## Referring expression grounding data
▽

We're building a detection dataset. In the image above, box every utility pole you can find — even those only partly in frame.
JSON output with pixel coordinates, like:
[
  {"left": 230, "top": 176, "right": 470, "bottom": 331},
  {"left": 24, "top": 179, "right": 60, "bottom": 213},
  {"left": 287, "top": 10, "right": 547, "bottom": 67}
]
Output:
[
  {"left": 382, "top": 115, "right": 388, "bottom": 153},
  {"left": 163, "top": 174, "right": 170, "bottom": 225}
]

△

Return exactly the line that contains "JSON output with" and every line after it, through the last line of the records.

JSON output with pixel coordinates, like:
[
  {"left": 230, "top": 176, "right": 470, "bottom": 331},
  {"left": 24, "top": 179, "right": 60, "bottom": 213},
  {"left": 287, "top": 10, "right": 547, "bottom": 67}
]
Output:
[
  {"left": 382, "top": 115, "right": 388, "bottom": 153},
  {"left": 163, "top": 174, "right": 170, "bottom": 225}
]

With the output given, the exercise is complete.